## Brief
Begin at the line containing "Target: white wall" in the entries below and end at the line containing "In the photo above, where can the ceiling fan blade"; transcribe that range exactly and nothing outside it.

## Source information
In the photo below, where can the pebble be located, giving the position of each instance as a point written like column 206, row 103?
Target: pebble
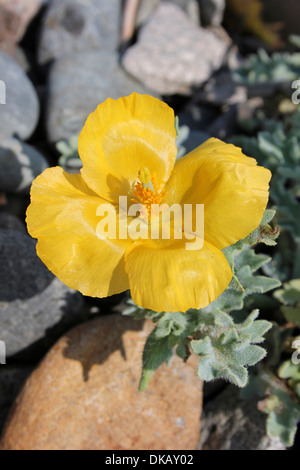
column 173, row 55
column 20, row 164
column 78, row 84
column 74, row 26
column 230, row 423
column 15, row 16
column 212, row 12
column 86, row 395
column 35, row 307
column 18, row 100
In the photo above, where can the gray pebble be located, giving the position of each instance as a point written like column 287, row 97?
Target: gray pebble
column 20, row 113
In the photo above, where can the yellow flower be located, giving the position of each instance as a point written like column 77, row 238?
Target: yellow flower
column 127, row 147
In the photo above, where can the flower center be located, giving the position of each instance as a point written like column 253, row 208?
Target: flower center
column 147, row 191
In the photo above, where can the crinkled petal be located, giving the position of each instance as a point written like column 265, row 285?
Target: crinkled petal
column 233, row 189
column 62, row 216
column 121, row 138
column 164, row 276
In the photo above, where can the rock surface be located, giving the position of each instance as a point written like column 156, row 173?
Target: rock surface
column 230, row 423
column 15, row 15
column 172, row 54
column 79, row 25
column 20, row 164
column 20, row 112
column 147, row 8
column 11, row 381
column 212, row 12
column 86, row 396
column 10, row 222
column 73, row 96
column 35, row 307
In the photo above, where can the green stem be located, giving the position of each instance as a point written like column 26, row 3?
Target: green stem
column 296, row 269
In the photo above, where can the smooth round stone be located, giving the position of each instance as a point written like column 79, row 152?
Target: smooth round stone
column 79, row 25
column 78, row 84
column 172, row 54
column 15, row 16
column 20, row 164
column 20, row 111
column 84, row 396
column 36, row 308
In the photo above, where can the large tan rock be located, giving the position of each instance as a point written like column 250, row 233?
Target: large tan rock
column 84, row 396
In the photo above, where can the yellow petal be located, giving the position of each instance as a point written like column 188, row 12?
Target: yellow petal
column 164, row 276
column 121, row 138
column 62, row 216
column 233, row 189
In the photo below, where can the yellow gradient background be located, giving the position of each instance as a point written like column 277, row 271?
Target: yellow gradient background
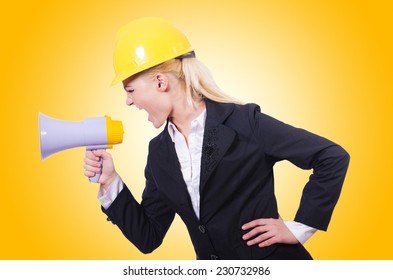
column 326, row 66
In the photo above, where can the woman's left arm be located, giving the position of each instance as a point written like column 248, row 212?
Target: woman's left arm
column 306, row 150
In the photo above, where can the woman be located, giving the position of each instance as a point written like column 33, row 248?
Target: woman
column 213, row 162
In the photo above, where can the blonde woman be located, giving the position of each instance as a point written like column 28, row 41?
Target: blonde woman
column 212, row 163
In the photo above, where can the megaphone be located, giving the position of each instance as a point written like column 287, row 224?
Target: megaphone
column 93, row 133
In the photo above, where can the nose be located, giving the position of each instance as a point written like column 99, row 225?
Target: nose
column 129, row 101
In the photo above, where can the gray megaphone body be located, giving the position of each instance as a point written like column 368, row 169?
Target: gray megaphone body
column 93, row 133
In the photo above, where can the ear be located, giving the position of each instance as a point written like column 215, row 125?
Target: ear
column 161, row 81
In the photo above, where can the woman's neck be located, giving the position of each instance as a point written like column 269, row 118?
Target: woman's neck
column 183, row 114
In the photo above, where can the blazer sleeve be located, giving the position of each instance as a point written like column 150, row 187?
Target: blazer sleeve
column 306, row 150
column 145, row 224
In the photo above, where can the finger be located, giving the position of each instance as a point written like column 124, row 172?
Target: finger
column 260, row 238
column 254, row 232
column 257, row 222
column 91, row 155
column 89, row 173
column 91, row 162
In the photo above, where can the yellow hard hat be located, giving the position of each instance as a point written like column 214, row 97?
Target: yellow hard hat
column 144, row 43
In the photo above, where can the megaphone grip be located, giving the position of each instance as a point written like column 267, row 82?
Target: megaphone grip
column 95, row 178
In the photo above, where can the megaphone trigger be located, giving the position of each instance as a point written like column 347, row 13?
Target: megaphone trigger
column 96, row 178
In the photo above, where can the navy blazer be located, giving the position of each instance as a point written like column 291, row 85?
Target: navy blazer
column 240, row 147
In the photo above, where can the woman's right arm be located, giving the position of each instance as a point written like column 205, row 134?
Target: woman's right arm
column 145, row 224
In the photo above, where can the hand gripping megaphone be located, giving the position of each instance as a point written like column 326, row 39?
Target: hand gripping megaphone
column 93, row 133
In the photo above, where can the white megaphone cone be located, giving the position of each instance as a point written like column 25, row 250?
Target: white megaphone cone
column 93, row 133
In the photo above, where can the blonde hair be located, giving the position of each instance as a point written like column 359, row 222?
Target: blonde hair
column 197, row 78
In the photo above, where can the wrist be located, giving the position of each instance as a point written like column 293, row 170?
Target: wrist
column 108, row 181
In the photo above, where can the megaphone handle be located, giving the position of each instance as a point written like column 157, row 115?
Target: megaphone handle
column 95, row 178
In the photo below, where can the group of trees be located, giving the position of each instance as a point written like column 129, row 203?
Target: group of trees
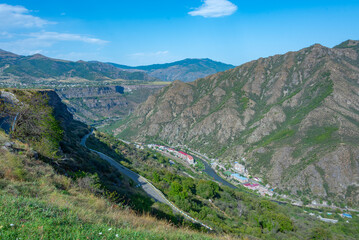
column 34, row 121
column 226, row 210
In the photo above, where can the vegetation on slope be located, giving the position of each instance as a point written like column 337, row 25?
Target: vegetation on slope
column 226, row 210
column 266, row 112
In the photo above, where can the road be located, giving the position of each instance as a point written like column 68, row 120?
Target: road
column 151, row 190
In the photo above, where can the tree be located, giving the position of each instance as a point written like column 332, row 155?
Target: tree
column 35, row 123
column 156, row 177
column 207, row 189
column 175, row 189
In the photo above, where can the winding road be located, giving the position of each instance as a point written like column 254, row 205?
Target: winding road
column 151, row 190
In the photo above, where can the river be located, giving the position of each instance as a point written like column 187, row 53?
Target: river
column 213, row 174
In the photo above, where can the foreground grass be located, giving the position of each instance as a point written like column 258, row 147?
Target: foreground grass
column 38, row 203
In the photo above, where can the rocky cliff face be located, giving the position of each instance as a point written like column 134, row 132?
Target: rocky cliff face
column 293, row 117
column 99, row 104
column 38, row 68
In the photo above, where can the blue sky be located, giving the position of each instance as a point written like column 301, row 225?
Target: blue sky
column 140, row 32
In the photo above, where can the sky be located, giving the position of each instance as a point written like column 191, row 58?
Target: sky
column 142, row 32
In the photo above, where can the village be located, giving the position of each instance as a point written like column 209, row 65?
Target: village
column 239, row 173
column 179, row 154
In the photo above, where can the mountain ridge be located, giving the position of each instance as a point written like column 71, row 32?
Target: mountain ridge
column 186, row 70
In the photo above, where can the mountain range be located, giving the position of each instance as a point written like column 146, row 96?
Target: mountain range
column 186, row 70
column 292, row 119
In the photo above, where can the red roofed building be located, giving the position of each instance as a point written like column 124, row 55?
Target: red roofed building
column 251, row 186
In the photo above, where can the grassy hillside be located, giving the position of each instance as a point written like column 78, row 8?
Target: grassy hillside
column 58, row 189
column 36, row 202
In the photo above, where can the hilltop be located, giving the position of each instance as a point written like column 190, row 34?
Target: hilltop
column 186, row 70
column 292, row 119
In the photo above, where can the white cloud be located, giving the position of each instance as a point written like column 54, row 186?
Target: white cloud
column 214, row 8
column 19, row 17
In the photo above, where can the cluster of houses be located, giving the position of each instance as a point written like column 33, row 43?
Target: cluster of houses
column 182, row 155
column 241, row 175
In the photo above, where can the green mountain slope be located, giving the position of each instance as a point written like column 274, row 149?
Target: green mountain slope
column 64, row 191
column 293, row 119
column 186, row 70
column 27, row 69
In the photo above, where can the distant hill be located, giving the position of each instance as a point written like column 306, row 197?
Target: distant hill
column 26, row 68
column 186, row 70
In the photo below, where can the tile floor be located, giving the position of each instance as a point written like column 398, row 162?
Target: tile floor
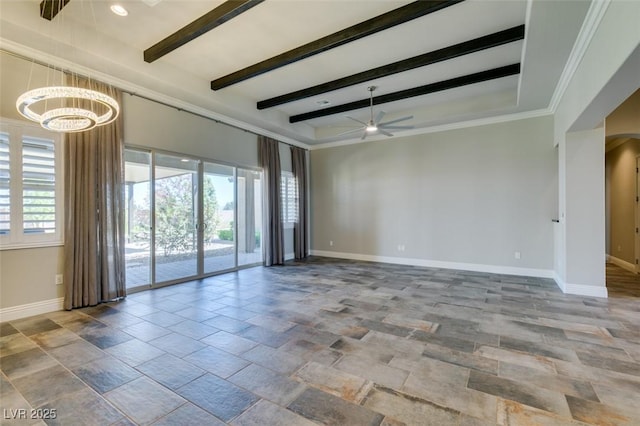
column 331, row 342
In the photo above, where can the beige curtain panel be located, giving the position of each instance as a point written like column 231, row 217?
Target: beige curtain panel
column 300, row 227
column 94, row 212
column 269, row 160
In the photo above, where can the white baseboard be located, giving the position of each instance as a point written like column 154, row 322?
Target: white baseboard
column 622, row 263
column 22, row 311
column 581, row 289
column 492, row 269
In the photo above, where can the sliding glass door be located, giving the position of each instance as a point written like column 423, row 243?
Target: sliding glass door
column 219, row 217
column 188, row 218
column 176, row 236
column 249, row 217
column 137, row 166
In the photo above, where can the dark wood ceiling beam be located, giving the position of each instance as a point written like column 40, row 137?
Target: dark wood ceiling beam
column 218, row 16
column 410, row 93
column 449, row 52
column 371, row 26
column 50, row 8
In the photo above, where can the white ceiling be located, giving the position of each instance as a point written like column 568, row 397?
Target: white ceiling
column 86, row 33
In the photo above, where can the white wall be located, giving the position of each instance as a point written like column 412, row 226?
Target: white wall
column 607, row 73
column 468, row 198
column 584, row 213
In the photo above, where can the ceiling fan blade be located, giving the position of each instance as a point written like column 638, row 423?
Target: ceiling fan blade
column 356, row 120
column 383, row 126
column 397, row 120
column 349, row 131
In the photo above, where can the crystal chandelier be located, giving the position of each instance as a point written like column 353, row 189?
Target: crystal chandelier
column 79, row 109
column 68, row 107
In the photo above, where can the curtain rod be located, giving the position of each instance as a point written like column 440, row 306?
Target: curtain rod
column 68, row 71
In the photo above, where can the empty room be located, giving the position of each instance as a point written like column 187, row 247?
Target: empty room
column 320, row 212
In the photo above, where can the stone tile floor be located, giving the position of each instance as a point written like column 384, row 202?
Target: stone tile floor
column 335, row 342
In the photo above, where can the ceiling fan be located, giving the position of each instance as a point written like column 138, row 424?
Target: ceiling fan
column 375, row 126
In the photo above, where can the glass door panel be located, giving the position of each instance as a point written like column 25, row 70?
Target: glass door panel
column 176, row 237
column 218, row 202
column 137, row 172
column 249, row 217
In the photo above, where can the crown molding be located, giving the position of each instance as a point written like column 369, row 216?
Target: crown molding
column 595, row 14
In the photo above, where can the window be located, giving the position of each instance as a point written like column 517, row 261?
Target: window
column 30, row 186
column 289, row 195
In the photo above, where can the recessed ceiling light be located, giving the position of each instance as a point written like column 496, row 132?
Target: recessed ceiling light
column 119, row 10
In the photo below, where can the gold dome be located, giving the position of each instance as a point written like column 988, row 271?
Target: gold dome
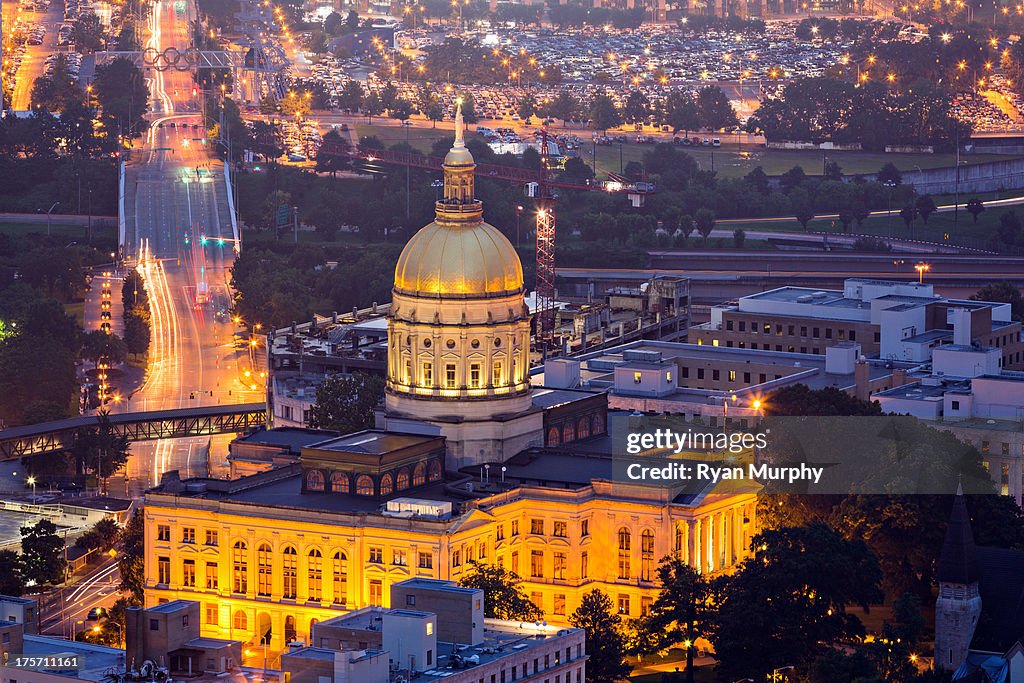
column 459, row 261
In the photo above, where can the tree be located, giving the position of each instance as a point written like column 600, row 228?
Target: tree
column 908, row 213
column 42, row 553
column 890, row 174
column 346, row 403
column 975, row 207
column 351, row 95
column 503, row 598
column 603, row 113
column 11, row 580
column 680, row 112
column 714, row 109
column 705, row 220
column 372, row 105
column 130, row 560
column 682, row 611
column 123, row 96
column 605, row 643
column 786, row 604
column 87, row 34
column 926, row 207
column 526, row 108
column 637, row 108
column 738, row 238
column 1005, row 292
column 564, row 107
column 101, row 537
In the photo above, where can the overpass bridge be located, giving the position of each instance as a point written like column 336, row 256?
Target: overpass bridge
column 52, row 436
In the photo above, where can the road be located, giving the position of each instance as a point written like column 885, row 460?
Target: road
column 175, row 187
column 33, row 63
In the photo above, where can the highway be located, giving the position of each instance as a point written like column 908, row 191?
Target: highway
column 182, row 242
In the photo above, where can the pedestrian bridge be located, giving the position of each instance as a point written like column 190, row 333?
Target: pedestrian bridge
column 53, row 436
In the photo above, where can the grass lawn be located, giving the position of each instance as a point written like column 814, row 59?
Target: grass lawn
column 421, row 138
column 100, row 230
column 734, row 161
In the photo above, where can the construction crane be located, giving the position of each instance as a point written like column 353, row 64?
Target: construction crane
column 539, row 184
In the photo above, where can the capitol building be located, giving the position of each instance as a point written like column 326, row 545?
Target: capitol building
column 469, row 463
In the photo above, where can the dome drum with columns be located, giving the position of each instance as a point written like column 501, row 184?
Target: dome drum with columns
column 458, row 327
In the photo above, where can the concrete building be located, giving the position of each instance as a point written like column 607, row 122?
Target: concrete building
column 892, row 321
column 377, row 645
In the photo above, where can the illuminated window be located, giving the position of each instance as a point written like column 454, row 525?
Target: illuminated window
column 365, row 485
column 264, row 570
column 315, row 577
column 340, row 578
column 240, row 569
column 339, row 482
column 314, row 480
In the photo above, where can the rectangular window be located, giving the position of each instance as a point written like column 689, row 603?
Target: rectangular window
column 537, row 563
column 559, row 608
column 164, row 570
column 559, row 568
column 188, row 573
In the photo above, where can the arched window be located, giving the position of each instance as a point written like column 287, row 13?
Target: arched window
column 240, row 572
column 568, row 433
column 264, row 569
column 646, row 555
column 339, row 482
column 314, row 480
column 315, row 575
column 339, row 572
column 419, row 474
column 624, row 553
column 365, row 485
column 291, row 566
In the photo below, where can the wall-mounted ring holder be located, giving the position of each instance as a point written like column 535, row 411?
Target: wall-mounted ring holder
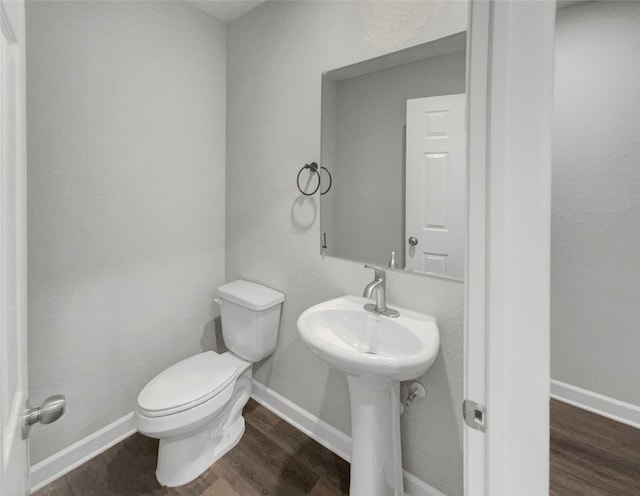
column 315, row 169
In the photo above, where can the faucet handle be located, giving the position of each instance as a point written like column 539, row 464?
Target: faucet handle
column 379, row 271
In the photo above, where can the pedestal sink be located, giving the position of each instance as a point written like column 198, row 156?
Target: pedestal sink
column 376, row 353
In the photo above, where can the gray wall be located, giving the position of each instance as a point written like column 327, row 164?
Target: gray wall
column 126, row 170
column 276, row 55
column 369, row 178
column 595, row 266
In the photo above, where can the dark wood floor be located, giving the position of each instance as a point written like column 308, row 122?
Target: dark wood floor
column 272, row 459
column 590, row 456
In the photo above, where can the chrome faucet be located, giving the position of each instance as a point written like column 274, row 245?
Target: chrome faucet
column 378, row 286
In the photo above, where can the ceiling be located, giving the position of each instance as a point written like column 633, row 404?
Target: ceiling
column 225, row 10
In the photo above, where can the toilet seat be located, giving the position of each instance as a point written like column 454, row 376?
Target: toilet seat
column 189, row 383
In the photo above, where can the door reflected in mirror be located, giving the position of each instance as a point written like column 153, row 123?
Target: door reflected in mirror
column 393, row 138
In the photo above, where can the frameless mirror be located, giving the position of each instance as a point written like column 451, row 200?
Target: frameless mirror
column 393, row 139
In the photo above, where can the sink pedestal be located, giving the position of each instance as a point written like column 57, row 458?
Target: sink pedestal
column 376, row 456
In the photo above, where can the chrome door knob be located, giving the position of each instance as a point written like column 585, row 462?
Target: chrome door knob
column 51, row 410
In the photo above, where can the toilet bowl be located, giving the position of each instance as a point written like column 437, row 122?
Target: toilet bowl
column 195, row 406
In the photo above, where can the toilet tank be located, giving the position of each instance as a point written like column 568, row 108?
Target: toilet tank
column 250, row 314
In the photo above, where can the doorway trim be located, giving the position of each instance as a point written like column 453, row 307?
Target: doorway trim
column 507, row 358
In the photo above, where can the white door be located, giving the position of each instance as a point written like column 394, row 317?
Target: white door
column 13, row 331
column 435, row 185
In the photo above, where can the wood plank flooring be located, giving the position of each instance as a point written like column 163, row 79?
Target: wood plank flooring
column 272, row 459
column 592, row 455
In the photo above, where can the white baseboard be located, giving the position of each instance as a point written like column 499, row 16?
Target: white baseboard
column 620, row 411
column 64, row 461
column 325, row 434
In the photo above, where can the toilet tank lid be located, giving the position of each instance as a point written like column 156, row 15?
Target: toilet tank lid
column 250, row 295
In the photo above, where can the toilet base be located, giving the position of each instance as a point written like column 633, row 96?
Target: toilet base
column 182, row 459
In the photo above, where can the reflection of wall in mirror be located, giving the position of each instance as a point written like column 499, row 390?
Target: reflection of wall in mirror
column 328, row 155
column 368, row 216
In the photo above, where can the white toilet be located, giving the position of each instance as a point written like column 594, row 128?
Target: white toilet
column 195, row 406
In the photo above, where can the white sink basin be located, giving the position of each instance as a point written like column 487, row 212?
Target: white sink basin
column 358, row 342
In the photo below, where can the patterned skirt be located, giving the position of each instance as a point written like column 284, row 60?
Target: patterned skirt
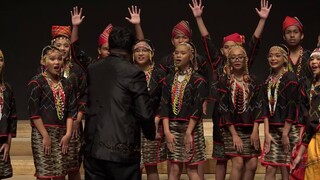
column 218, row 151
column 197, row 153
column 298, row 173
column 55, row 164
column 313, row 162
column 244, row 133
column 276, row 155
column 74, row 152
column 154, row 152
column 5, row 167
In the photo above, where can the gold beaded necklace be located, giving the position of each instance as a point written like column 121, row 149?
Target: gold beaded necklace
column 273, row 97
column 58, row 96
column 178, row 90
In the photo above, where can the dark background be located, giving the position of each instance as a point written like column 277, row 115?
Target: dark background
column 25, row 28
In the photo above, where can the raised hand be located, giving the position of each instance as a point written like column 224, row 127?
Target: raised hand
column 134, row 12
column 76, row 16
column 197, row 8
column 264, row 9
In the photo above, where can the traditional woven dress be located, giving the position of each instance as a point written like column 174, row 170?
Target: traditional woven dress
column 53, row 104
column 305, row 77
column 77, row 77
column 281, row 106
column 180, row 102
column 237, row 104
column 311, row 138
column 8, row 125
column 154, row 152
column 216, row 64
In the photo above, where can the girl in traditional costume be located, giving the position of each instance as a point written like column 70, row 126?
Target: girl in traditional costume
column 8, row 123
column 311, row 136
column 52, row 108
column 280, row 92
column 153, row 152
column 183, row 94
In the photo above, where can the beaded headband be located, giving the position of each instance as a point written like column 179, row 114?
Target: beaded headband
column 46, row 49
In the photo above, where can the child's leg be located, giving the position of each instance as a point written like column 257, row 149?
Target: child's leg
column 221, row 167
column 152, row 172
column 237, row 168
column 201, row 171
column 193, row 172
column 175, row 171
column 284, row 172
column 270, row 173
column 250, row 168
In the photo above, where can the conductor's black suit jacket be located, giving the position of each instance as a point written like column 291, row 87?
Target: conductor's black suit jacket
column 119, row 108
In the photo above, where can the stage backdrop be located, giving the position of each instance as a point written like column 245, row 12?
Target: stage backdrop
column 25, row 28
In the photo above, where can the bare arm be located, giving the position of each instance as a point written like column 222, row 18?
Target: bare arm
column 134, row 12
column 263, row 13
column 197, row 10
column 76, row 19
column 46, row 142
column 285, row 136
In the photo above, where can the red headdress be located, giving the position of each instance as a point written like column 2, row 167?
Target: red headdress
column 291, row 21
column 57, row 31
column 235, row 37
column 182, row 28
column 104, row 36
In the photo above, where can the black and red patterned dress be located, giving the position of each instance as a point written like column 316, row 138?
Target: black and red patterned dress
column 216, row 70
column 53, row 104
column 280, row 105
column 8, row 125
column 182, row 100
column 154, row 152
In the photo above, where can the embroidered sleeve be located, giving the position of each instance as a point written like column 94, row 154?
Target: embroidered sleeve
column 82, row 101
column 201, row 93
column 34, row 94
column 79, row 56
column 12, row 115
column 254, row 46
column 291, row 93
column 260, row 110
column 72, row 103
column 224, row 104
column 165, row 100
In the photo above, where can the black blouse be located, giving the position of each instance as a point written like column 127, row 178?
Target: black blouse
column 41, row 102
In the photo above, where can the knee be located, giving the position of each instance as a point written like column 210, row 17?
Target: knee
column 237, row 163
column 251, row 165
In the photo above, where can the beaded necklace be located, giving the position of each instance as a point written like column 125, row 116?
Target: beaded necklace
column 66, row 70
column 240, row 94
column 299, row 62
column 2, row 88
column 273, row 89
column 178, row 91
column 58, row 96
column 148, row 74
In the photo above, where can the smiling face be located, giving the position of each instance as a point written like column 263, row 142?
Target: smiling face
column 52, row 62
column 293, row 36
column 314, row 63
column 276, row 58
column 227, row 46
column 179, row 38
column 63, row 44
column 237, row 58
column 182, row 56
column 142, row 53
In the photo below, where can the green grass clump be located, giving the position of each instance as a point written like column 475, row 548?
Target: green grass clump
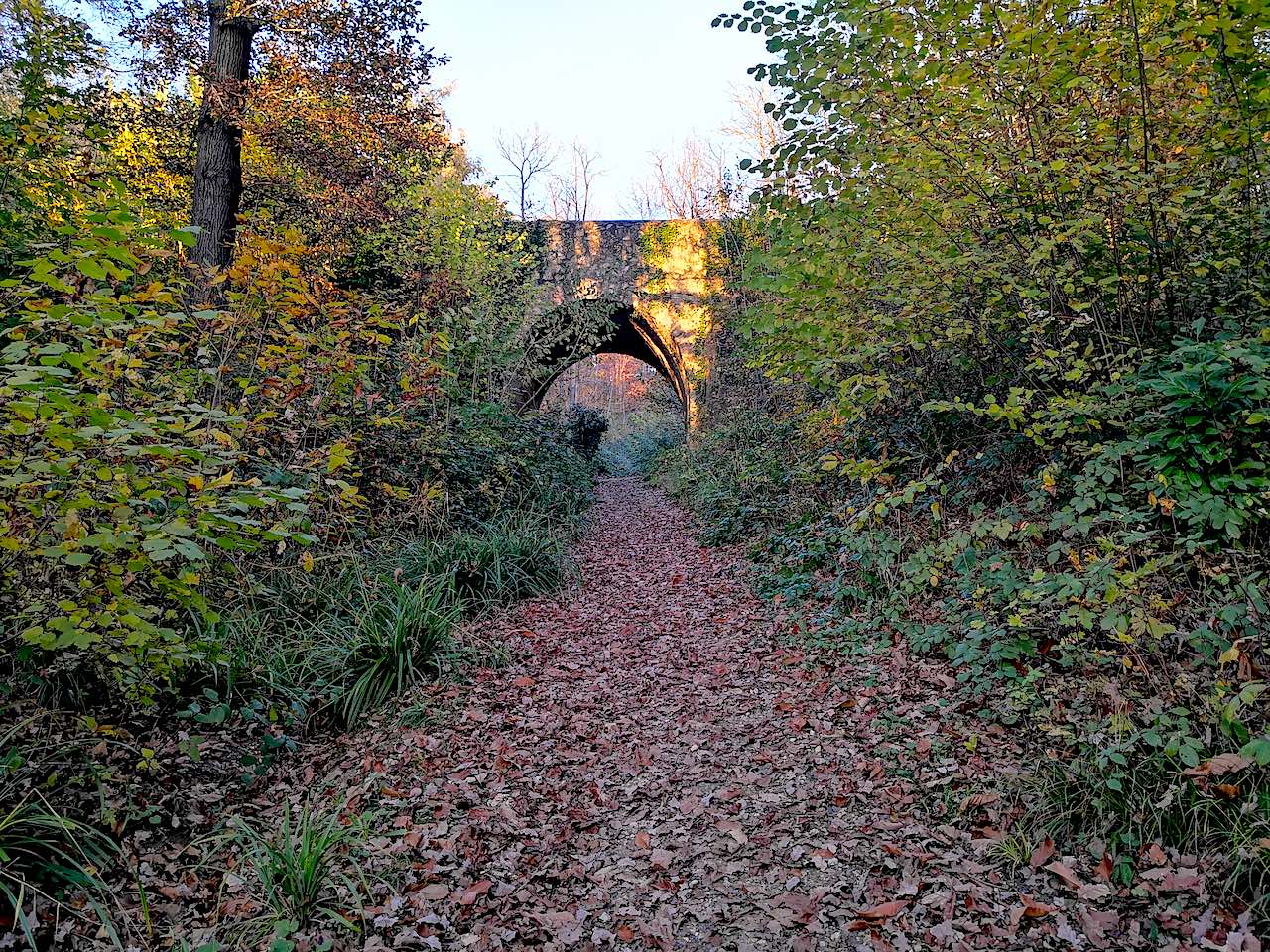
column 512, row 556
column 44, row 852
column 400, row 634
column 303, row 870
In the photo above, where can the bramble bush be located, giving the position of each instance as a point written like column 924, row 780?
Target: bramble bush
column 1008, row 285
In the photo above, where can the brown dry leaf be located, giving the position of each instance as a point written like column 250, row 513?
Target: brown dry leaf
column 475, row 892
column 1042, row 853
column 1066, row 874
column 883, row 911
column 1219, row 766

## Solution
Target: white wall
column 607, row 73
column 468, row 198
column 584, row 213
In the photo above, where can the ceiling fan blade be located, giving the position of each instance as a point written like column 638, row 423?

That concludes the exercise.